- EXERCISE REQUIREMENTS
Please repeat exactly the lines below from the one containing "point | one marker per instance of the parked" down to the one containing "point | one marker per instance of the tree", both included, and nothing else.

- SUPPLIED RECORDS
■ ■ ■ ■
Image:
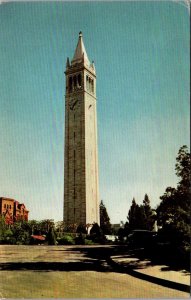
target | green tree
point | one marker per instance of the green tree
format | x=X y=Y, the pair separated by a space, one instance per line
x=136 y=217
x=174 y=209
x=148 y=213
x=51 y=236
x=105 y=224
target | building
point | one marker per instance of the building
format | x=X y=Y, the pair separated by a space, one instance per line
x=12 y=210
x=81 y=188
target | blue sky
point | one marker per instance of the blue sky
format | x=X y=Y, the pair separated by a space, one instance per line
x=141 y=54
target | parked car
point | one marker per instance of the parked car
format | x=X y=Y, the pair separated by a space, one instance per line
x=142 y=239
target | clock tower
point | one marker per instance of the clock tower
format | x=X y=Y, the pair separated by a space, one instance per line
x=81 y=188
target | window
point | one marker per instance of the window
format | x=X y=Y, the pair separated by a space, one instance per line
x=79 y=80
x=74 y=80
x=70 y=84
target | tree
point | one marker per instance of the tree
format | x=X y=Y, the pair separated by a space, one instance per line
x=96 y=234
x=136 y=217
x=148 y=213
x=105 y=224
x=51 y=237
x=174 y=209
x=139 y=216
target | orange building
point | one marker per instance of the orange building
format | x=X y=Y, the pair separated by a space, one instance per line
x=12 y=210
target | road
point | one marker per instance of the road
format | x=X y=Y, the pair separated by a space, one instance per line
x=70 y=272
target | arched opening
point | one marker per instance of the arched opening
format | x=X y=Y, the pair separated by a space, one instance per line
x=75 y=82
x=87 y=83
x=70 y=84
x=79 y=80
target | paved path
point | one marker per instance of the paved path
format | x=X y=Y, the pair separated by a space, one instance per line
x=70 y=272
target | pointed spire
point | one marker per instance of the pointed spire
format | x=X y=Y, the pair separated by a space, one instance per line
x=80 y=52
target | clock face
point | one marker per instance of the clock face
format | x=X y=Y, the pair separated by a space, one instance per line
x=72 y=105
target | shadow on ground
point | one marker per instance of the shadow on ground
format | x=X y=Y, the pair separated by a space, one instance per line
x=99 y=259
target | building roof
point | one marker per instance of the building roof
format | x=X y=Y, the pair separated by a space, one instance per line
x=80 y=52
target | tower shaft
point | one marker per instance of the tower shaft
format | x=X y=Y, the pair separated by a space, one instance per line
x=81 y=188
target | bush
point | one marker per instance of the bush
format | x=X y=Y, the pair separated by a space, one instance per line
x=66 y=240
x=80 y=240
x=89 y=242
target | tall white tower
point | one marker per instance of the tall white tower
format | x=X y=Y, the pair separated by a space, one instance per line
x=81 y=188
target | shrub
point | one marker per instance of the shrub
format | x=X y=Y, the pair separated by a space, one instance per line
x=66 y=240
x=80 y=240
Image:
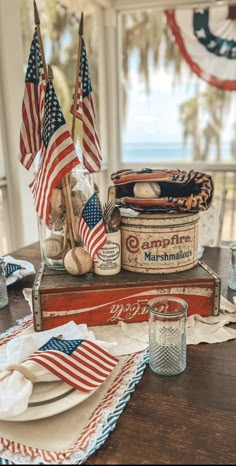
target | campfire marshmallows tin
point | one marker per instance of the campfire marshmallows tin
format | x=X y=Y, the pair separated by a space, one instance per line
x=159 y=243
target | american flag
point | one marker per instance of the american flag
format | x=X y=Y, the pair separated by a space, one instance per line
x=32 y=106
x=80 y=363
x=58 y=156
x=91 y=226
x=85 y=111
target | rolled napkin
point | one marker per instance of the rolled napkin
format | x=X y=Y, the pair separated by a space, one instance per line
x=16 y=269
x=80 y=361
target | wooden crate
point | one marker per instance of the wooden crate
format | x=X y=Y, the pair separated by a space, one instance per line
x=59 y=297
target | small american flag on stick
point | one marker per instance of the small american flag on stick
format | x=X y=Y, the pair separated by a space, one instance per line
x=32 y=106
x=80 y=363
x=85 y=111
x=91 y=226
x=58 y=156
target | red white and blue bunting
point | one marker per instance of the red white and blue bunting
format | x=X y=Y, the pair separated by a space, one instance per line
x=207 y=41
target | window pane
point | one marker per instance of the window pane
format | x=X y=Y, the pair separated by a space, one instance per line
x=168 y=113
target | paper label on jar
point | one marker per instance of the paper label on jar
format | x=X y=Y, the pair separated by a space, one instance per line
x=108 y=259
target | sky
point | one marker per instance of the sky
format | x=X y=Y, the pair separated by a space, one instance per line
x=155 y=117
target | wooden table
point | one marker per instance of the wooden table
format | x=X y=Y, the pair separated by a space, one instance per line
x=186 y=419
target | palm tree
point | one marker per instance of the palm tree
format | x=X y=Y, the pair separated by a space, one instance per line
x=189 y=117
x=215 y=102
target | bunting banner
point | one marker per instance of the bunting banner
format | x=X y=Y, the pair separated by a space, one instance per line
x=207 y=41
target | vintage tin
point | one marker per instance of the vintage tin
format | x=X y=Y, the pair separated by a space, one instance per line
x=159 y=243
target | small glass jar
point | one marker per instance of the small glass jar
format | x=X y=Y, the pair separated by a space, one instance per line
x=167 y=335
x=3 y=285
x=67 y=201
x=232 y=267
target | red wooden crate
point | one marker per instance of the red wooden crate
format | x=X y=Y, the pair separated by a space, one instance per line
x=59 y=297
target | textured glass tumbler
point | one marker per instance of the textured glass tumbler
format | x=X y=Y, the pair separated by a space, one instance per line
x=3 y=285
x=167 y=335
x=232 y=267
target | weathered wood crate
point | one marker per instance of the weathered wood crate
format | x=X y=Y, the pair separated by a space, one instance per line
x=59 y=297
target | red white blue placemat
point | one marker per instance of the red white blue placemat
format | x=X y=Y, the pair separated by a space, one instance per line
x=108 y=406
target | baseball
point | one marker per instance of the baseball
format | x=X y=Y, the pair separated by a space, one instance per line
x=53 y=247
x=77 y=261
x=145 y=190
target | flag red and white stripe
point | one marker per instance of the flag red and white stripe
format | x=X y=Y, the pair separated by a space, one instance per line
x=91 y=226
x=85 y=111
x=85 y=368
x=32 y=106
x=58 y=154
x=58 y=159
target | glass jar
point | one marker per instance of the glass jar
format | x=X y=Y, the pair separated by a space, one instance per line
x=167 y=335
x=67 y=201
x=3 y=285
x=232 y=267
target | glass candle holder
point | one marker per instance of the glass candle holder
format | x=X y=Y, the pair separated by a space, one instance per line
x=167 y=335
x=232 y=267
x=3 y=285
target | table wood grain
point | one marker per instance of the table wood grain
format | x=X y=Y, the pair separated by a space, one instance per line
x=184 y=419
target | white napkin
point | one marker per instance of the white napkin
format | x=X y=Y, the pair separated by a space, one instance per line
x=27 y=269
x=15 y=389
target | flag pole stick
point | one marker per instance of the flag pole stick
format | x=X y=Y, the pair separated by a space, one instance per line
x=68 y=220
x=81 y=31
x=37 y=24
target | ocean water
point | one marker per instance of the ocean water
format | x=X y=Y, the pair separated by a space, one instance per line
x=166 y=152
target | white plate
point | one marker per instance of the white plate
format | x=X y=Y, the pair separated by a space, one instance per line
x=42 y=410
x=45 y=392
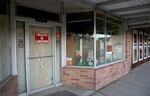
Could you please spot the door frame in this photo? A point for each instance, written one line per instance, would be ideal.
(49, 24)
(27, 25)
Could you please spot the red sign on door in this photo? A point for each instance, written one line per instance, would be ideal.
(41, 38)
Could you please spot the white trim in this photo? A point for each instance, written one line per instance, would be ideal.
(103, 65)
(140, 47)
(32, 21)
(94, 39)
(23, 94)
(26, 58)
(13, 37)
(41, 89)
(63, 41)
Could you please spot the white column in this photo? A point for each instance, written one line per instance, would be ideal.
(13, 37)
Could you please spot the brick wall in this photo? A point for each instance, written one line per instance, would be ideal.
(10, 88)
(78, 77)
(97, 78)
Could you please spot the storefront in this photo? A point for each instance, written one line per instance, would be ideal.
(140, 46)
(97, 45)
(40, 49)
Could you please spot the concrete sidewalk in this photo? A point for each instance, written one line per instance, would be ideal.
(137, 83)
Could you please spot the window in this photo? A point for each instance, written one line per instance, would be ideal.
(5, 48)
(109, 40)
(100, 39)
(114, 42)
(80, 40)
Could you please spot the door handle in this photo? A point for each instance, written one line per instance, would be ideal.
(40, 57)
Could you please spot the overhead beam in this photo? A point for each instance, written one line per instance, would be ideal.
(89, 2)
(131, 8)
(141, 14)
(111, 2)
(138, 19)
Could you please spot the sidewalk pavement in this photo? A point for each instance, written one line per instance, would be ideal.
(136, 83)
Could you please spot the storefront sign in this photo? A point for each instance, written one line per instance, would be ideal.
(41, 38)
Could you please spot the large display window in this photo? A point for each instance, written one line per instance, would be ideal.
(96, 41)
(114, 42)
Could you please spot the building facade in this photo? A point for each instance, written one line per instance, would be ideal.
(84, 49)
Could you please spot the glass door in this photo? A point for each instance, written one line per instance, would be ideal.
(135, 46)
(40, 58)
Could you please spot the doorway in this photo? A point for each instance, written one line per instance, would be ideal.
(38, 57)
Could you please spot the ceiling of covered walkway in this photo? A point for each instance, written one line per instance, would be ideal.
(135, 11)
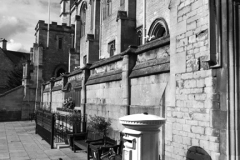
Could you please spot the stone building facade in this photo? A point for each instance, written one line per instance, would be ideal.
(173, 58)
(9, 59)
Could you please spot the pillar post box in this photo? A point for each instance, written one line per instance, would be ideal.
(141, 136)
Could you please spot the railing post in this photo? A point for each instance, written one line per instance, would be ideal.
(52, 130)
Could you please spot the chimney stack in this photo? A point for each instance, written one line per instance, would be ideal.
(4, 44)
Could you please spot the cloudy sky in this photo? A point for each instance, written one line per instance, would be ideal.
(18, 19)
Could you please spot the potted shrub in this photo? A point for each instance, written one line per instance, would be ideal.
■ ■ ■ ■
- ANSWER BOX
point | one marker per instance of the parked car
format | x=X y=Y, the pair separated by a space, one instance per line
x=142 y=239
target | clock tower
point | one marker per instance of the clock tower
format | x=X y=Y, the pair separated by a space, one instance per line
x=81 y=188
target | window
point | one marker per instance of the window
format | x=X y=Y, the pair separated by a space, one instance per line
x=79 y=80
x=74 y=80
x=70 y=84
target | tree
point | one marker per instance of the tree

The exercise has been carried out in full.